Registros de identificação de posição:

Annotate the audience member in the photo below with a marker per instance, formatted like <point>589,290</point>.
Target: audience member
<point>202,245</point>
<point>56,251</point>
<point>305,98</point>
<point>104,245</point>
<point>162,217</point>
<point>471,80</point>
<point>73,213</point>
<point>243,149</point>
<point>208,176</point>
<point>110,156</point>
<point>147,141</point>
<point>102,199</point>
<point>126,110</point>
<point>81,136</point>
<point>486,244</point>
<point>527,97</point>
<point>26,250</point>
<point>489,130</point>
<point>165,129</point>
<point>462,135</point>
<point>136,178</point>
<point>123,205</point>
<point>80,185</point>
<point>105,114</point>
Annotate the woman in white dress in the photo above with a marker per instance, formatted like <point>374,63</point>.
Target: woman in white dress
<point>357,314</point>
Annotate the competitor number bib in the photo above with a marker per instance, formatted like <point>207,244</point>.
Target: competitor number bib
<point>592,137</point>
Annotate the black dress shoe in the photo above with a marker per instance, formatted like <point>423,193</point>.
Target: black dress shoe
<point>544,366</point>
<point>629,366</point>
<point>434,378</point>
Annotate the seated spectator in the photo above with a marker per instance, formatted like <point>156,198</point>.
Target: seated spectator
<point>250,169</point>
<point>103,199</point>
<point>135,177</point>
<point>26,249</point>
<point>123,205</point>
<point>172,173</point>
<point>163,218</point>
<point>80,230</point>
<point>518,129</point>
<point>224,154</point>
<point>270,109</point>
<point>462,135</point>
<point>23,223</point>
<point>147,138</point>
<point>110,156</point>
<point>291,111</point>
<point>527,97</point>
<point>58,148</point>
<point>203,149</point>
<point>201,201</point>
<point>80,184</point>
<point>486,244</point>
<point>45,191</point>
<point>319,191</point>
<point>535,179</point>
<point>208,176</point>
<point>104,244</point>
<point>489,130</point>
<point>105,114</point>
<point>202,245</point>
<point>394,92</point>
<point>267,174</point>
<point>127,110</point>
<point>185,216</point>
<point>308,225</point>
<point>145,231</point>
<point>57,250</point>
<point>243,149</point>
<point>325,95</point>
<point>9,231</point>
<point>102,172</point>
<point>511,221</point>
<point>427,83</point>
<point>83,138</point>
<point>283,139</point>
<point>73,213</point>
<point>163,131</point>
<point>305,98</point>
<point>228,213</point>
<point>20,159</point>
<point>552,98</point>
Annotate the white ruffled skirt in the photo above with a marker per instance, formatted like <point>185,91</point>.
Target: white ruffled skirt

Tarefa escrita: Coloque todas as linhas da listagem acima em uma lista JSON de strings, uma string por linha, sem incluir as linhas em branco.

Solução do problema:
[
  "Annotate the audience member in the photo below with a marker per instance, formatted like <point>589,290</point>.",
  "Target: audience member",
  "<point>202,245</point>",
  "<point>56,251</point>",
  "<point>305,98</point>",
  "<point>104,245</point>",
  "<point>162,217</point>",
  "<point>471,80</point>",
  "<point>73,213</point>",
  "<point>243,149</point>",
  "<point>208,176</point>",
  "<point>110,156</point>",
  "<point>147,141</point>",
  "<point>102,199</point>",
  "<point>126,110</point>",
  "<point>81,136</point>",
  "<point>486,244</point>",
  "<point>527,97</point>",
  "<point>26,250</point>",
  "<point>489,130</point>",
  "<point>165,129</point>",
  "<point>462,135</point>",
  "<point>136,178</point>",
  "<point>123,205</point>",
  "<point>80,185</point>",
  "<point>105,114</point>",
  "Annotate the woman in white dress in the photo above with a marker per instance, formatted like <point>374,63</point>.",
  "Target: woman in white dress",
  "<point>357,314</point>",
  "Annotate the competitor number bib in the photo above with a marker per instance, formatted like <point>207,244</point>.",
  "Target: competitor number bib",
  "<point>592,137</point>",
  "Annotate the black dress shoe in the photo above with a marker per instance, formatted like <point>423,193</point>.",
  "Target: black dress shoe",
  "<point>544,366</point>",
  "<point>629,366</point>",
  "<point>434,378</point>",
  "Annotate the seated spectator in the photo above with a marker per instance, formatted like <point>156,198</point>.",
  "Target: seated spectator",
  "<point>250,169</point>",
  "<point>103,199</point>",
  "<point>135,177</point>",
  "<point>26,249</point>",
  "<point>123,205</point>",
  "<point>172,173</point>",
  "<point>163,218</point>",
  "<point>80,230</point>",
  "<point>518,129</point>",
  "<point>224,154</point>",
  "<point>270,109</point>",
  "<point>462,135</point>",
  "<point>23,223</point>",
  "<point>147,138</point>",
  "<point>110,156</point>",
  "<point>291,111</point>",
  "<point>527,97</point>",
  "<point>58,148</point>",
  "<point>203,149</point>",
  "<point>201,201</point>",
  "<point>80,184</point>",
  "<point>486,244</point>",
  "<point>45,191</point>",
  "<point>319,191</point>",
  "<point>535,179</point>",
  "<point>208,176</point>",
  "<point>104,244</point>",
  "<point>489,130</point>",
  "<point>105,114</point>",
  "<point>202,245</point>",
  "<point>394,92</point>",
  "<point>267,174</point>",
  "<point>127,110</point>",
  "<point>185,216</point>",
  "<point>308,225</point>",
  "<point>145,231</point>",
  "<point>57,250</point>",
  "<point>243,149</point>",
  "<point>325,95</point>",
  "<point>9,231</point>",
  "<point>102,172</point>",
  "<point>511,221</point>",
  "<point>427,83</point>",
  "<point>83,138</point>",
  "<point>283,139</point>",
  "<point>73,213</point>",
  "<point>163,131</point>",
  "<point>305,98</point>",
  "<point>228,213</point>",
  "<point>20,159</point>",
  "<point>552,98</point>",
  "Annotate the white ruffled skirt in the photo above with a marker per instance, formatted like <point>185,91</point>.",
  "Target: white ruffled skirt"
]